TASKS TO CARRY OUT.
a - Translate this sentence from the article on Air India into Spanish: "The figures do not include the purchase or lease of new aircraft."
b - In one to three sentences, explain why, according to the article on Air India, foreign hub carriers such as Emirates and Etihad Airways are at a disadvantage against Air India on routes to the United States and Europe.
c - Continue the article on Air India from its final sentence.

EXERCISE PASSAGE.
--- START ---

But industry executives warn any success will be a long and complicated process that could cost it more than $1 billion and require fixing myriad problems, including its worn-out fleet, poor service and the lack of a charismatic leader.
Air India, with its maharajah mascot, was once renowned for its lavishly decorated planes and stellar service championed by the airline's founder, JRD Tata, India's first commercial pilot.
But since the mid-2000s, its reputation has fallen as financial troubles mounted. It flew widebody planes with business class seats in poor repair and grounded some of its new Boeing Co 787 Dreamliners to use for spare parts. Customers faced many delays and staff and suppliers were not always paid on time, executives said.
"If you don't have newer airplanes or airplanes that are reliable, no matter what you do, you are going to have a problem," said a veteran aviation industry executive who was not authorised to speak publicly about the matter.
The ownership transfer from the government to Tata is expected to go through by the end of the year. The company will then have until summer 2022, when a post-COVID demand surge is expected, to fix the issues, the person added, estimating it would cost more than $1 billion to refurbish Air India's 141 planes and up to $300 million to retrain staff and improve operations and service.
The figures do not include the purchase or lease of new aircraft.
Tata and Air India declined to comment.
POINT TO POINT
Air India's biggest competitive advantage is its ability to fly non-stop to destinations like the United States and Europe, where it enjoys lucrative landing rights. Foreign hub carriers such as Emirates and Etihad Airways can only compete with one-stop options.
Many industry experts predict that after the pandemic, non-stop flights will become even more popular, particularly with lucrative business travellers.
"I'm a big believer if a passenger has a choice their strong preference is to fly point to point," Robert Martin, chief executive of lessor BOC Aviation said at a CAPA Centre for Aviation event last week.
Foreign carriers dominated international traffic to and from India before the pandemic hit, with Air India holding a 19.3% share, including its low-cost arm Air India Express, in the final quarter of 2019, according to government statistics.

--- END ---

SOURCE INFORMATION.
--- START ---

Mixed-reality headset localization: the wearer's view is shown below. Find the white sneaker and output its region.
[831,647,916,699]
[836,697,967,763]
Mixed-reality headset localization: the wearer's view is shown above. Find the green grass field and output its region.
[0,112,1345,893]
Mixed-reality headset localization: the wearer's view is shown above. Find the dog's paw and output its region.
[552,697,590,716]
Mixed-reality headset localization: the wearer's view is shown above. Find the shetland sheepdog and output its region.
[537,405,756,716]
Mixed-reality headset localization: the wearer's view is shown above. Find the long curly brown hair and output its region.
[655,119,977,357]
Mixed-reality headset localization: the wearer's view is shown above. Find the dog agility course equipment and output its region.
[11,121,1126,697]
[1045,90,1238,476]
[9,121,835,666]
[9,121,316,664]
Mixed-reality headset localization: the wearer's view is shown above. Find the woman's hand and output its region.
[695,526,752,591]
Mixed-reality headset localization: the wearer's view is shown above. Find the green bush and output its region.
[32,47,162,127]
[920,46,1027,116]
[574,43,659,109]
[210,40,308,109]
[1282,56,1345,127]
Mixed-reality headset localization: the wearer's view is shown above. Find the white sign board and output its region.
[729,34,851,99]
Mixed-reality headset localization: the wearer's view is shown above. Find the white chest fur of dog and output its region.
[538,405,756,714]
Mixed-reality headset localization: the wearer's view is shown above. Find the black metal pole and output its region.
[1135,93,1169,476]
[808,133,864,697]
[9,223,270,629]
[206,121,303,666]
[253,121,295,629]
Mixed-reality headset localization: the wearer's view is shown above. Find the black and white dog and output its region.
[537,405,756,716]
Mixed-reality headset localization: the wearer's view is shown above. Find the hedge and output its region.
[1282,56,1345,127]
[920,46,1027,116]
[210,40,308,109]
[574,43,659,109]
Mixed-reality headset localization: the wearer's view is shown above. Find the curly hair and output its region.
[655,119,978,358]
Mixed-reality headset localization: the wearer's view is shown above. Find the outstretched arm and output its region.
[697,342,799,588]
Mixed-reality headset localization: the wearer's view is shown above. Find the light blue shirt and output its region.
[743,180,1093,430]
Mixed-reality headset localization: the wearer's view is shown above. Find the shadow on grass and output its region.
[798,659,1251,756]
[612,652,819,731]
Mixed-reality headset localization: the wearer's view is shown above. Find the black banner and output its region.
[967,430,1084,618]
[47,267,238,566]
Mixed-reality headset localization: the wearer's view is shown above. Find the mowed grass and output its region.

--- END ---

RESPONSES BY ITEM NUMBER.
a - Las cifras no incluyen la compra ni el arrendamiento de aviones nuevos.

b - Air India can fly non-stop to destinations like the United States and Europe, where it enjoys lucrative landing rights. Foreign hub carriers can compete only with one-stop options.

c -
If an improved Air India can win back even 20% from other global carriers it would be a big boost to the bottom line, the industry executive said.
TAJ LEVELS OF SERVICE
Air India also needs a charismatic and experienced leader along the lines of JRD Tata or Richard Branson to help rebuild a service culture at the airline, experts said.
Tata's experience of building India's largest hospitality chain, with Taj hotels as the flag-bearer, could help with the staff and service, said Dilip Cherian, an image consultant. The company also owns the luxury car brand Jaguar as well as information technology firms, steel concerns and other businesses.
"The hospitality businesses will help them hugely in setting the image right. The Taj fits in very well with the kind of Air India culture of early years," Cherian said.
Tata also owns majority stakes in Vistara, a premium joint venture with Singapore Airlines and AirAsia India, a low-cost carrier with AirAsia Group. Tata has benefited from its partners' expertise but neither venture is profitable.
Having three airlines is likely to put Tata in a strong bargaining position with aircraft manufacturers, engine makers and lessors, as well as with suppliers, airport operators and fuel companies, analysts say.
Air India had about $2.1 billion of unpaid bills, which the government took over before the airline's sale to Tata.
The carrier enjoys goodwill in the international market because of its legacy, said Anuj Trivedi, partner at law firm Link Legal, which assisted Air India on the deal.
"It won't be easy and there will be challenges, but with Tata the hope is Air India will take off again," he said.